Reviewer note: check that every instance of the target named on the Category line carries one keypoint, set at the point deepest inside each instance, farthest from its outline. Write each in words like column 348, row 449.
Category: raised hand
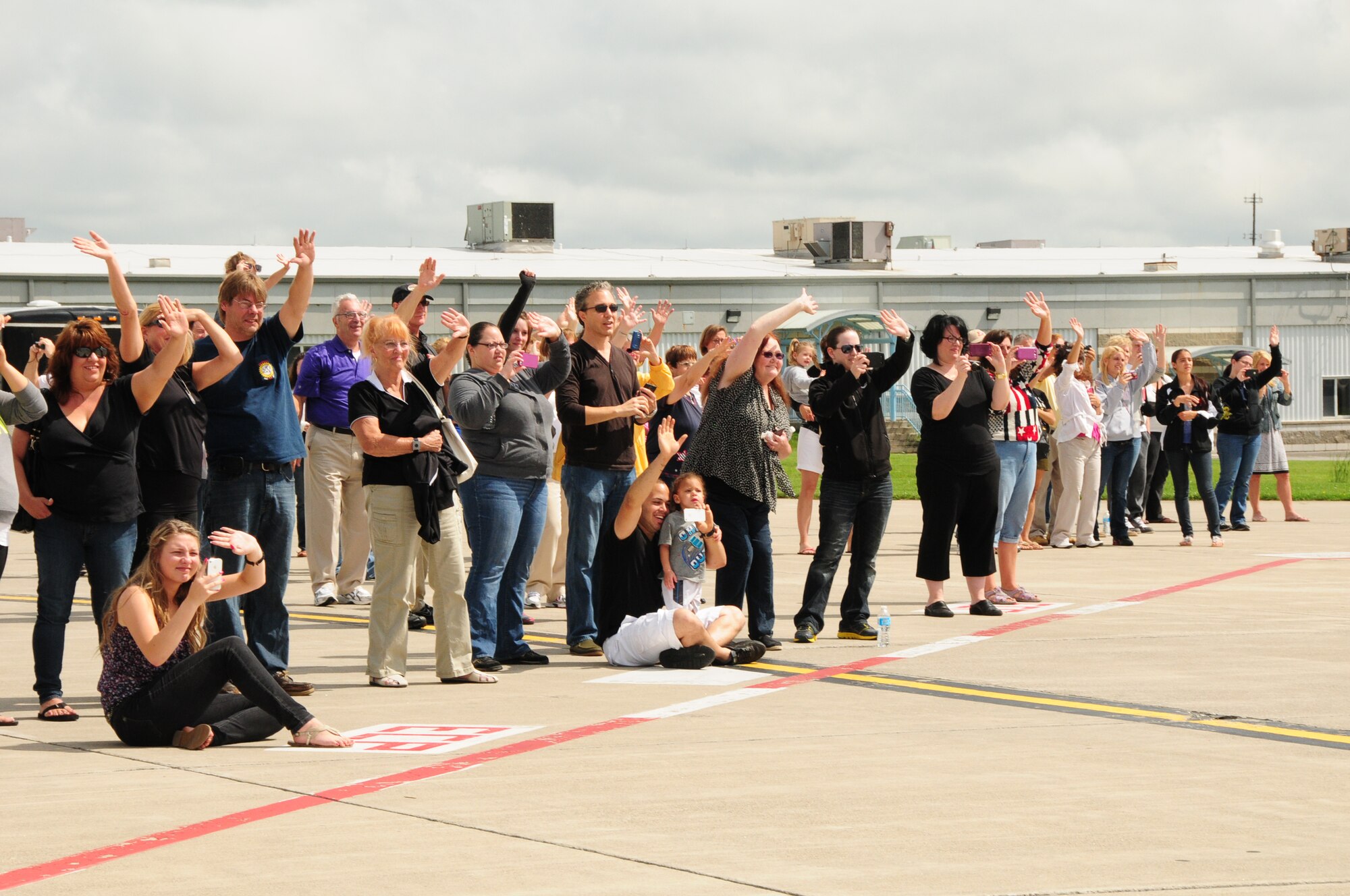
column 304, row 245
column 234, row 540
column 1037, row 304
column 894, row 325
column 427, row 277
column 95, row 246
column 456, row 323
column 546, row 327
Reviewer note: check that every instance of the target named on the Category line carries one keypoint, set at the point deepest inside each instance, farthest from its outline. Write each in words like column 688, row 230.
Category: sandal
column 59, row 705
column 310, row 739
column 472, row 678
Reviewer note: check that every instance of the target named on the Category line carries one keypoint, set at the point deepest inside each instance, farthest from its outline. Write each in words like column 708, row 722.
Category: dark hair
column 936, row 330
column 78, row 334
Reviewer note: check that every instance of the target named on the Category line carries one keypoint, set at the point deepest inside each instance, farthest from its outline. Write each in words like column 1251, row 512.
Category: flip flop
column 59, row 705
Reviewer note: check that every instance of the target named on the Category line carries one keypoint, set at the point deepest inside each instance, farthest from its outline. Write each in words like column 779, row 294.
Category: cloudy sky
column 664, row 126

▶ [Given instruction]: Reproduce every item above with each occurrence of "Reviewer note" changed to "Annotator note" and all other wording unchanged. Omit the pictures from your answer.

▶ [Written response]:
Annotator note: check that every instance of the target named on the Category line carries one keypoint, set at the point deepest inside each instance, farthest from its outline. Write each in words like column 348, row 449.
Category: raised hand
column 304, row 245
column 234, row 540
column 1037, row 304
column 894, row 325
column 427, row 277
column 95, row 246
column 456, row 323
column 546, row 327
Annotator note: check that every instance of the target named on the Category line carries one keypoint, set at the point deepest inside each instance, farthest from its outline. Write each in words like column 688, row 230.
Category: sandal
column 59, row 705
column 310, row 739
column 472, row 678
Annotator note: check that every instance of the target named on the Category line carries one keypoint, set at the point deepest inside each instance, farthest from its outline. Write each in words like column 708, row 722.
Category: dark hair
column 936, row 330
column 78, row 334
Annotator note: check that every instance of the target named on the Category line carries one keypoint, set at the point deepest inside each instance, farthest from its outline. Write each in words like column 1251, row 512.
Category: flip flop
column 59, row 705
Annotator note: check that every instance of the target named on the Category line carries one keypoint, set at the point deepest inside each instance, farthest from its outline. Write each in words like column 779, row 294.
Category: cloudy sky
column 664, row 126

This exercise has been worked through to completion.